WRITTEN REQUEST:
Can you turn all the entries below into a numbered list, skipping any blank lines and leaving the pictures out?

## begin RECORDS

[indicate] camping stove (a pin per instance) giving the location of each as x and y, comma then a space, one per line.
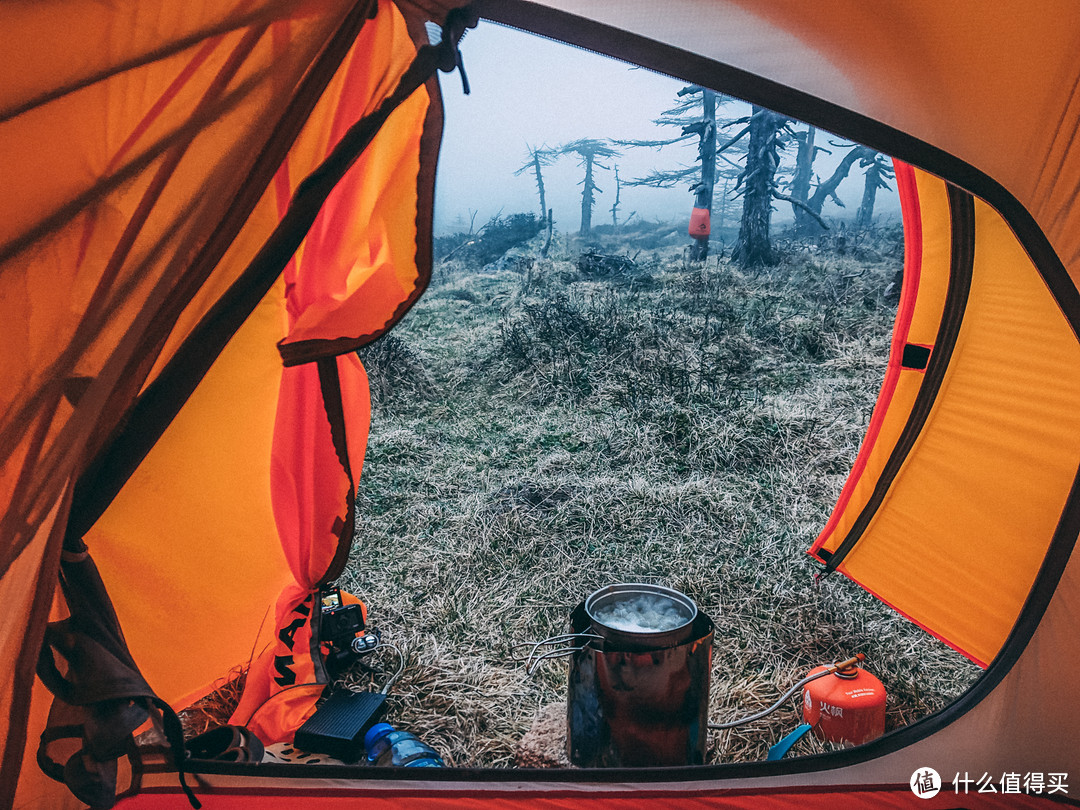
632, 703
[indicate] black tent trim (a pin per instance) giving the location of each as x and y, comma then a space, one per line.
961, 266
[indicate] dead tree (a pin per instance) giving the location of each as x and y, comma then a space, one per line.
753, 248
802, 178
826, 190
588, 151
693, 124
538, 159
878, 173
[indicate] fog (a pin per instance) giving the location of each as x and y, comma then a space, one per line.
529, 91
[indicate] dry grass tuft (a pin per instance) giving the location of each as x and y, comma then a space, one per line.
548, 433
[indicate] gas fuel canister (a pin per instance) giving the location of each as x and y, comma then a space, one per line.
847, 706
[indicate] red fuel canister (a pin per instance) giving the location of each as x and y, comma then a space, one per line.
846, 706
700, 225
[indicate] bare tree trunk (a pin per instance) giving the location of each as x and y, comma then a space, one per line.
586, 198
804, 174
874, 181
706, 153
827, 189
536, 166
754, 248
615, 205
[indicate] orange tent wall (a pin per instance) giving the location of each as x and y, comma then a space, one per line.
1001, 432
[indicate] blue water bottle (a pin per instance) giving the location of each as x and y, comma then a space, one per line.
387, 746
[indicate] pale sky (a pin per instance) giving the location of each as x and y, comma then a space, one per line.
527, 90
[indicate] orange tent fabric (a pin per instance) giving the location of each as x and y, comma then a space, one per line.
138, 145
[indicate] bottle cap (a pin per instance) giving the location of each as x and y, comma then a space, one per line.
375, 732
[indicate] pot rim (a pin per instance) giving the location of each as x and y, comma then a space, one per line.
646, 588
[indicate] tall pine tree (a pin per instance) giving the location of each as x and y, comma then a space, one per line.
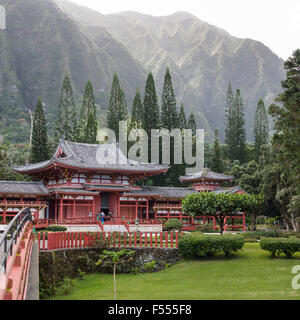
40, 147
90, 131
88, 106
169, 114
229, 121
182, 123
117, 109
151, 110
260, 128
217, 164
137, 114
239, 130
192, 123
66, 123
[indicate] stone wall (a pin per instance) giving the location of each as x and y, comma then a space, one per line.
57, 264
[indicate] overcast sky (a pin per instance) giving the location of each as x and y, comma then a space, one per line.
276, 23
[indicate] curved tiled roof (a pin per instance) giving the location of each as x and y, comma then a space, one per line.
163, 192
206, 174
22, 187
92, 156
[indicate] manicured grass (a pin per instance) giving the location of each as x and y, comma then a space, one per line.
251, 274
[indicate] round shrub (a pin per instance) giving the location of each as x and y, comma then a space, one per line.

## end RECORDS

TASK SOLUTION:
1. [indicate] camping stove (a pin per instance) giving the location of each as x and y, comma then a space, one per line.
2. 632, 703
3. [indicate] black tent trim (a pin per instance) giving the location of each as x and y, comma then a space, one per line.
4. 961, 266
5. [indicate] dead tree (a pin per instance) giving the location of each as x and y, comma then a space, one per line.
6. 753, 248
7. 802, 178
8. 826, 190
9. 588, 151
10. 693, 124
11. 538, 159
12. 878, 173
13. [indicate] fog (a pin per instance) giving the location of each as x and y, comma then a space, one per line.
14. 529, 91
15. [indicate] dry grass tuft (a pin per instance) giving the location of each as x and y, comma then a space, one per line.
16. 548, 433
17. [indicate] gas fuel canister (a pin per instance) giving the location of each as x and y, comma then a space, one per line.
18. 847, 706
19. [indicate] red fuel canister (a pin per instance) giving the location of each as x and y, comma then a space, one per line.
20. 846, 706
21. 700, 225
22. [indicate] bare tree trunk (a pin per instance) giving the location of each as x and y, comma then a space, one per line.
23. 586, 198
24. 804, 174
25. 874, 181
26. 706, 153
27. 827, 189
28. 536, 166
29. 754, 248
30. 615, 205
31. [indicate] orange tent wall (a pin per instance) giving the location of each as x and y, comma then a space, one per line.
32. 1001, 432
33. [indicate] blue water bottle (a pin per instance) giving the location of each as x and y, comma then a space, one per line.
34. 387, 746
35. [indicate] pale sky (a pin per instance) giving the location of each as x and y, comma then a space, one per line.
36. 527, 90
37. [indicate] orange tent fabric (a pin per instance) giving the location of each as x and y, comma then a space, one per line.
38. 138, 145
39. [indicate] bottle cap (a pin per instance) giving the location of each as x and y, comma then a space, one per line.
40. 375, 732
41. [indicate] pot rim (a pin per instance) giving the location of each as x and y, comma then a space, one per line.
42. 646, 588
43. [indicate] tall pine tree (a pin per instance) giving the location of each as x and y, comma then a space, one per line.
44. 40, 147
45. 90, 131
46. 88, 106
47. 169, 114
48. 229, 121
49. 182, 123
50. 117, 109
51. 151, 110
52. 260, 128
53. 217, 164
54. 137, 114
55. 239, 130
56. 192, 123
57. 66, 123
58. [indicate] stone wall (a pin per instance) giving the location of each as x and y, comma then a space, one per line.
59. 57, 264
60. [indicate] overcast sky (a pin per instance) giving the location of each as x and y, comma then a space, one per line.
61. 276, 23
62. [indicate] curved tiled roof (a pin per instance) giving the location of each as x and y, comma then a space, one per line.
63. 163, 192
64. 206, 174
65. 22, 187
66. 92, 156
67. [indicate] manicured grass (a pin per instance) giving the location of each as x and y, comma then a space, one per line.
68. 251, 274
69. [indicate] round shrub (a pin per instance) giving the location of each as x and y, comma then a space, one per line.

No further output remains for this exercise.